HOW TO COMPLETE THIS TASK => Begin with the line where "query: spectator in crowd" appears. Set down that line and the rest of the records below it exactly as given.

RECORDED DATA =>
───

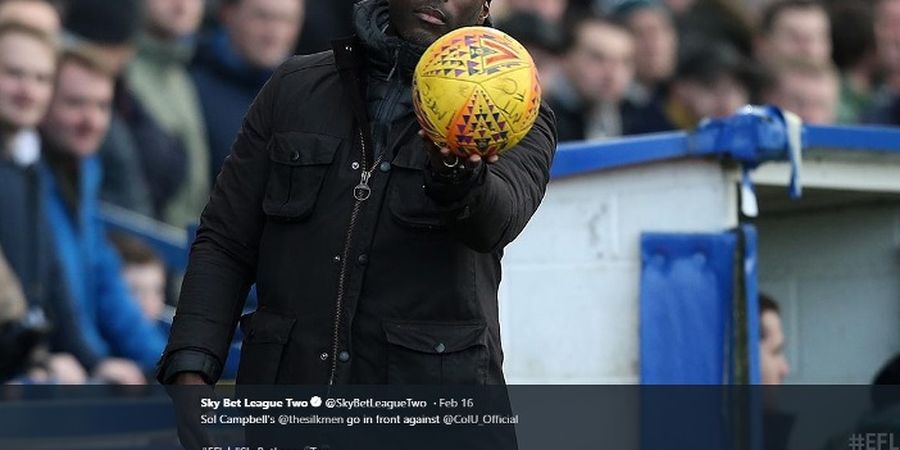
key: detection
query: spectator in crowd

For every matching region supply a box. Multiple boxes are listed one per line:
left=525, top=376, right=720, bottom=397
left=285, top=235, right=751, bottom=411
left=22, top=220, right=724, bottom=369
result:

───

ANSWER TO THE EXERCISE =>
query: spectator in crowd

For every matching region supply a box. Multiple boxes are listed one per line:
left=525, top=376, right=720, bottom=397
left=285, top=235, right=751, bottom=411
left=22, top=220, right=724, bottom=369
result:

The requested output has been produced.